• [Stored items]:

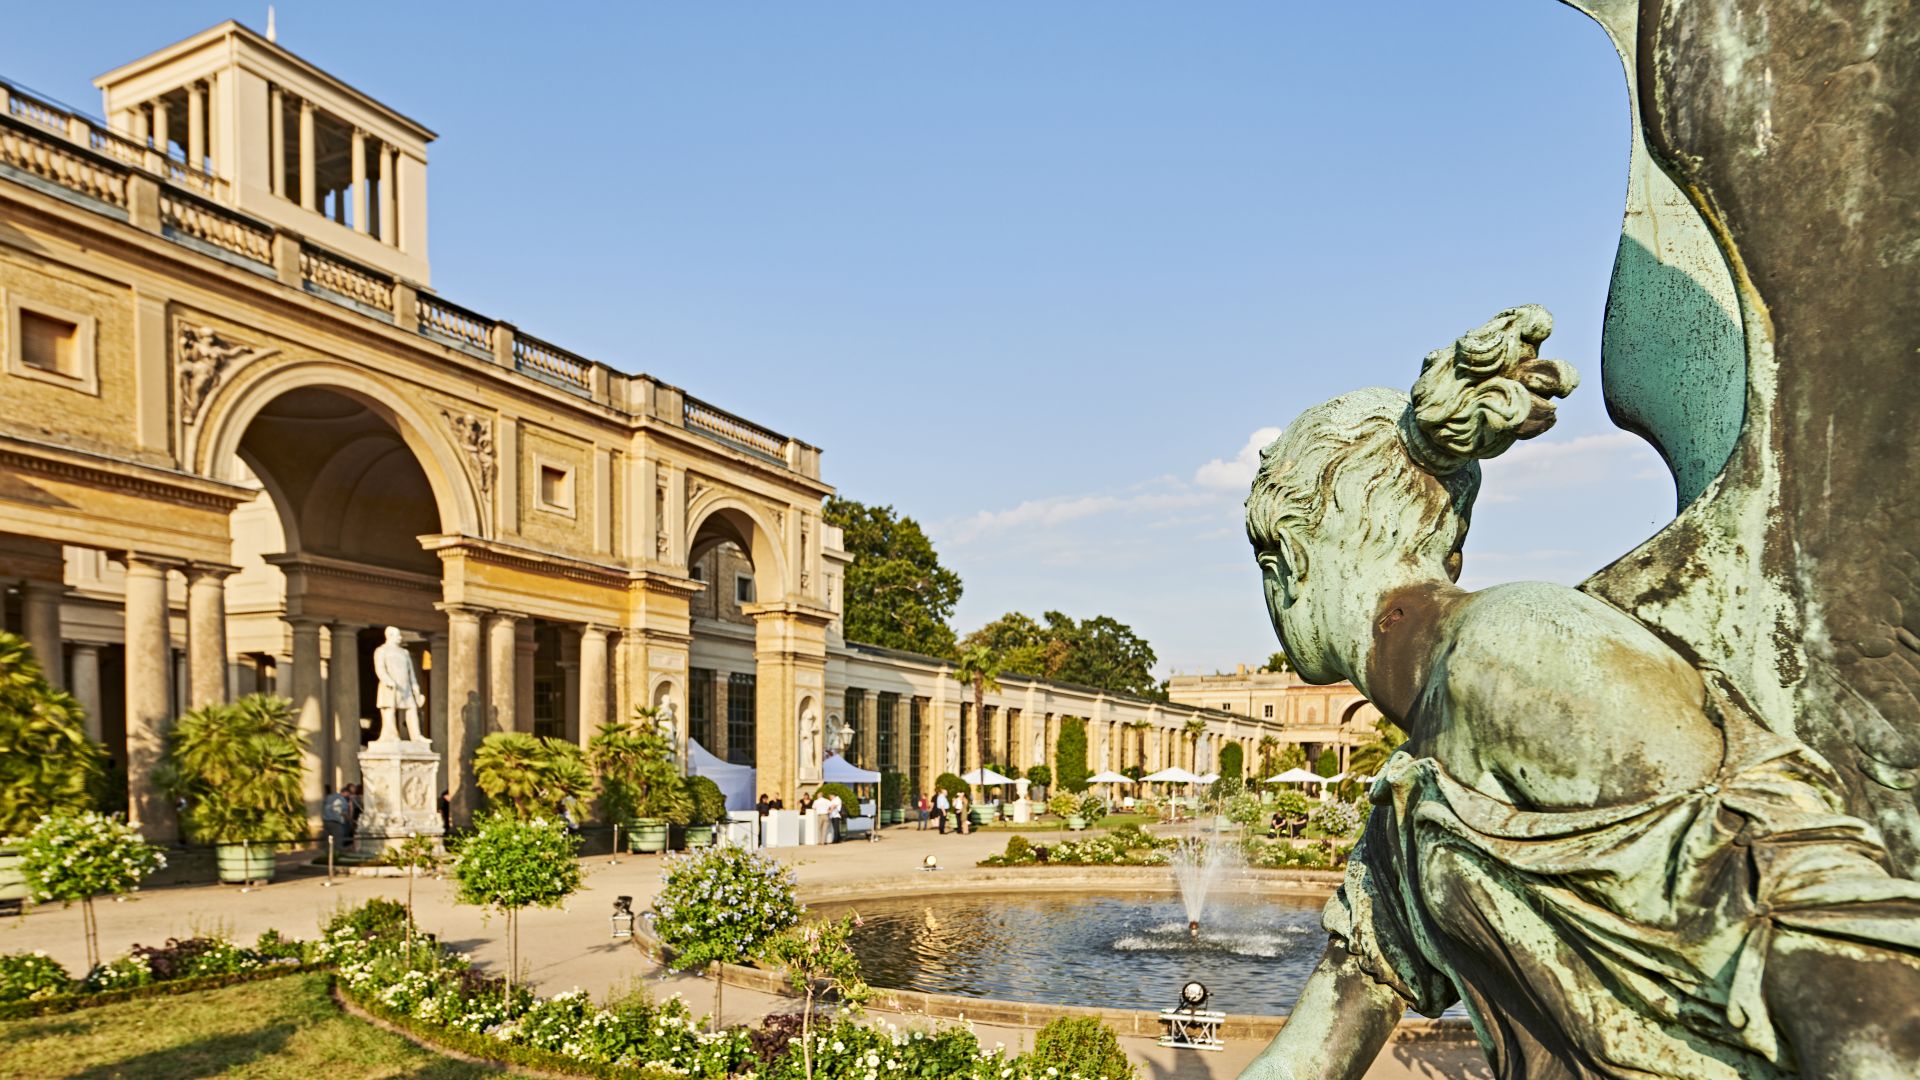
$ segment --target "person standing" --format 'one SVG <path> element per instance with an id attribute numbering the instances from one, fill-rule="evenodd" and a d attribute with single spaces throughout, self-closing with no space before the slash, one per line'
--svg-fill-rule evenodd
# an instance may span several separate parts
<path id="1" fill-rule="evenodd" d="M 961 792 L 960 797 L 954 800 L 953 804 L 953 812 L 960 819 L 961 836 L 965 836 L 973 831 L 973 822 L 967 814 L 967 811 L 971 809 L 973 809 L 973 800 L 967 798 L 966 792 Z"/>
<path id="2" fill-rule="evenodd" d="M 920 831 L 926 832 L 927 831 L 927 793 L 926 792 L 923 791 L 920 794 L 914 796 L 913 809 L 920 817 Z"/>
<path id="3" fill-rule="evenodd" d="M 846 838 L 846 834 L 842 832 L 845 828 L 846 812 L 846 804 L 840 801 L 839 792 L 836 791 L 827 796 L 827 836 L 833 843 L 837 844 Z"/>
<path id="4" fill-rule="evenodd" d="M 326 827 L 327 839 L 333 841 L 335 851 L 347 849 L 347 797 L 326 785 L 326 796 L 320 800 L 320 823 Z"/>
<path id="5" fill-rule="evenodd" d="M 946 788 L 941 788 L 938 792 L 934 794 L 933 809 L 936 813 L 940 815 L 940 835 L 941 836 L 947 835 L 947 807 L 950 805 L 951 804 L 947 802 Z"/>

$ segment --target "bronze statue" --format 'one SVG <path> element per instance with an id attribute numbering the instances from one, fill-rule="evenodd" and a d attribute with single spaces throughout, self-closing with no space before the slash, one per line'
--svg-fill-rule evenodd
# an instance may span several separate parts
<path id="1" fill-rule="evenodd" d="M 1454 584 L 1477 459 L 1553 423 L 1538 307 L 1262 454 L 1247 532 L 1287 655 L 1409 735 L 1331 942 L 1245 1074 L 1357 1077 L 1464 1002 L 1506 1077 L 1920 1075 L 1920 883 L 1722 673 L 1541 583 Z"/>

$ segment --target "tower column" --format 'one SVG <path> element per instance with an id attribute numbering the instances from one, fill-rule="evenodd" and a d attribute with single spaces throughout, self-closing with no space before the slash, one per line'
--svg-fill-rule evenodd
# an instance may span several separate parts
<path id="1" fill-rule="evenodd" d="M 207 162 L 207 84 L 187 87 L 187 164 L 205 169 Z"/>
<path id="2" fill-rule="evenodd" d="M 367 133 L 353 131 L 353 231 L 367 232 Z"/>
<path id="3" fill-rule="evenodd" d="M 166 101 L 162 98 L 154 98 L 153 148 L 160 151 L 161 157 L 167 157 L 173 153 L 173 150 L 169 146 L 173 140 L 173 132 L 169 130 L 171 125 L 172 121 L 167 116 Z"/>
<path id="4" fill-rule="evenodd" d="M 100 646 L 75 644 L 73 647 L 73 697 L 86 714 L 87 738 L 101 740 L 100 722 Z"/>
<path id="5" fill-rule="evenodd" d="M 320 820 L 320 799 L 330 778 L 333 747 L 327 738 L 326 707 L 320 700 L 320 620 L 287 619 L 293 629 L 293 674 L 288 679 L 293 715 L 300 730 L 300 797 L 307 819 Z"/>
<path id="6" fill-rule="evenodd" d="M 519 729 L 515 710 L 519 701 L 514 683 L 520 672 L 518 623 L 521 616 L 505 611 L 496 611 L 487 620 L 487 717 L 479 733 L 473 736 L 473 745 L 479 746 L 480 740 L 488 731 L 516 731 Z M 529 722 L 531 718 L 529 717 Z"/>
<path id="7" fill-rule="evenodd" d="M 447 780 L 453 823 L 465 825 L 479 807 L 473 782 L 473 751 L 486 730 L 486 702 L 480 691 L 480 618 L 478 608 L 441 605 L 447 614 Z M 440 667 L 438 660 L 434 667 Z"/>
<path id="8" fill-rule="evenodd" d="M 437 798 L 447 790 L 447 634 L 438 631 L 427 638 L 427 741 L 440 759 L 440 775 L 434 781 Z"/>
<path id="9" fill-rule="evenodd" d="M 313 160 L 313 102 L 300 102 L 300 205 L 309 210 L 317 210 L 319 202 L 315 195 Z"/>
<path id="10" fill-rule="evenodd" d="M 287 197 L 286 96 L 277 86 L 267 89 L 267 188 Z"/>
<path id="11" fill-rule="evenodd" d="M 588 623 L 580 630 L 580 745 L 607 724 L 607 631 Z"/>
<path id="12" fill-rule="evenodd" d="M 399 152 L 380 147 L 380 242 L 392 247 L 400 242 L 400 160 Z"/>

...

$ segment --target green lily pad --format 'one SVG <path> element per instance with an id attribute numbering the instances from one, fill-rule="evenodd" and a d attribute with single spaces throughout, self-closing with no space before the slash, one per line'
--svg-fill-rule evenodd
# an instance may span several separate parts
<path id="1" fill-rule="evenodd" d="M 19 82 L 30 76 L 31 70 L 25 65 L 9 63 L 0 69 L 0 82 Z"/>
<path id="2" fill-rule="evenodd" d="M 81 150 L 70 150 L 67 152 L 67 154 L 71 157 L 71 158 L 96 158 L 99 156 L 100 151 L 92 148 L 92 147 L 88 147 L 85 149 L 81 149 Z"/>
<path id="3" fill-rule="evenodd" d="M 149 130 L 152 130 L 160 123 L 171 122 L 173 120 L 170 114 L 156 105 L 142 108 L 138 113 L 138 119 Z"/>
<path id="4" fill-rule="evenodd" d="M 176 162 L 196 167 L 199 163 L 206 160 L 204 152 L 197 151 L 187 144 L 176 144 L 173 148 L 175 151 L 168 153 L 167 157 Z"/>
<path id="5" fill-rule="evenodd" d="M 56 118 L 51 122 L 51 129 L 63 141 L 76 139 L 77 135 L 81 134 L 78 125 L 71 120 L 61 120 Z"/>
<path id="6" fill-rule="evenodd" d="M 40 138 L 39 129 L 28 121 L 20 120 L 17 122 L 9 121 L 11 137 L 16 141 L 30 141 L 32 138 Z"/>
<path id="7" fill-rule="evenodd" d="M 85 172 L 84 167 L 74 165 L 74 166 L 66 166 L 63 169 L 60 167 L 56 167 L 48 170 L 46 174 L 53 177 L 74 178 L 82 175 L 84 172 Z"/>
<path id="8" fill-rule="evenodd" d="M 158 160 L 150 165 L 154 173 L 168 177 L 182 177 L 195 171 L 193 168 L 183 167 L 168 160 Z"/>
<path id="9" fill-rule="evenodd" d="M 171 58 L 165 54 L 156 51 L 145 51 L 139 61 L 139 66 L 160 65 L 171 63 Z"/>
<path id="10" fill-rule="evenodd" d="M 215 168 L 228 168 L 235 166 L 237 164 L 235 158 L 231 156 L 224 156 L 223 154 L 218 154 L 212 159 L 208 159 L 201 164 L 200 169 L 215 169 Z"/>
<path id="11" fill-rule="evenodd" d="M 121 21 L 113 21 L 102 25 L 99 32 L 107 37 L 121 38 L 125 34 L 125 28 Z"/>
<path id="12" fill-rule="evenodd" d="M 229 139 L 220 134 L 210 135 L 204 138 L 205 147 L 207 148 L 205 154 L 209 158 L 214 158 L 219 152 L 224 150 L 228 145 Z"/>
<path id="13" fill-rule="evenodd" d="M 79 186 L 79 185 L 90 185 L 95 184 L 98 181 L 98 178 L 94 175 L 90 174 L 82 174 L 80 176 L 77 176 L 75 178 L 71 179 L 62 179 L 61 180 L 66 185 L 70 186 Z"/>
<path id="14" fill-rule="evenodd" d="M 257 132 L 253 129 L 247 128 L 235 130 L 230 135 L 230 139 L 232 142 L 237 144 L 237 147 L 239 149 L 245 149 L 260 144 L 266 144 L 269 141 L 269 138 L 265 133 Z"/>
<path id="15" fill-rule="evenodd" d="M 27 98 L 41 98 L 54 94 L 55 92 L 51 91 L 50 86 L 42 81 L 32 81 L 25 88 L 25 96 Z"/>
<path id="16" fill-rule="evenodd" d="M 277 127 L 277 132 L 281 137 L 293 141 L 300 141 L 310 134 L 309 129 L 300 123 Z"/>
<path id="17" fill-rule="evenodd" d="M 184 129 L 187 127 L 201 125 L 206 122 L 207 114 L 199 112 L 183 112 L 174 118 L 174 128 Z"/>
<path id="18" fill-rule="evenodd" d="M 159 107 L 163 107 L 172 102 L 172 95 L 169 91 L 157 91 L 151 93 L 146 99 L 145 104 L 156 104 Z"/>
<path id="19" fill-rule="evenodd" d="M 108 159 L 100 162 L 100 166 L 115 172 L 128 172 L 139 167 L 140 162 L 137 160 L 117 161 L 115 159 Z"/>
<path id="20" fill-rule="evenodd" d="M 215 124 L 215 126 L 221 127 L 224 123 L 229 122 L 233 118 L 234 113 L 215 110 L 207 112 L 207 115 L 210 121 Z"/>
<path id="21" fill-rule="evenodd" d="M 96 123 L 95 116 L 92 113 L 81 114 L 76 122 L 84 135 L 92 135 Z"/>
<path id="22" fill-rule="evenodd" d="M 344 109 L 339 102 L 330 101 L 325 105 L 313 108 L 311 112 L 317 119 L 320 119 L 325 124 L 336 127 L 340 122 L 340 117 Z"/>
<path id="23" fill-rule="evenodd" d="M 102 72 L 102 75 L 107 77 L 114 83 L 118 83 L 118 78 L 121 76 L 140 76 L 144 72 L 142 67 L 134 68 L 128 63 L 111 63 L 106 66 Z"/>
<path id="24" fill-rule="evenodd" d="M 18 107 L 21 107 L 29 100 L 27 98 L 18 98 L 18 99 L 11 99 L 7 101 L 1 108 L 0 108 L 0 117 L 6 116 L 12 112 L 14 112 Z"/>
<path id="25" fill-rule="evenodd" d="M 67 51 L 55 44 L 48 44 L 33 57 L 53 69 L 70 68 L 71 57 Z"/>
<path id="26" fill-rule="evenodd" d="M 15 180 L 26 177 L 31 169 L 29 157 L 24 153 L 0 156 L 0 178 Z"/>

• [Task description]: Out of the preceding entries, pull every line containing the string "before".

• [Response]:
$ segment --target "person standing" --format 'one SVG <path> element per instance with an id attribute numbering the instances from one, fill-rule="evenodd" and a d attribute with single spaces throughout, self-closing with no space before the slash, one per line'
$ segment --target "bronze statue" --format 'one SVG <path> element per instance with an id attribute numbering the instances from one, fill-rule="evenodd" and a d attribute with single spaces throughout, self-closing with no space before the slash, one per line'
$ segment --target "tower column" --format 'one SVG <path> element per instance with an id attribute numbering the instances from one, fill-rule="evenodd" and a d attribute with single spaces throughout, self-closing with no space before the slash, one per line'
$ segment --target green lily pad --format 'one SVG <path> element per instance with an id attribute numbering the instances from one, fill-rule="evenodd" and a d attribute with single spaces throughout, self-closing with no space before the slash, one per line'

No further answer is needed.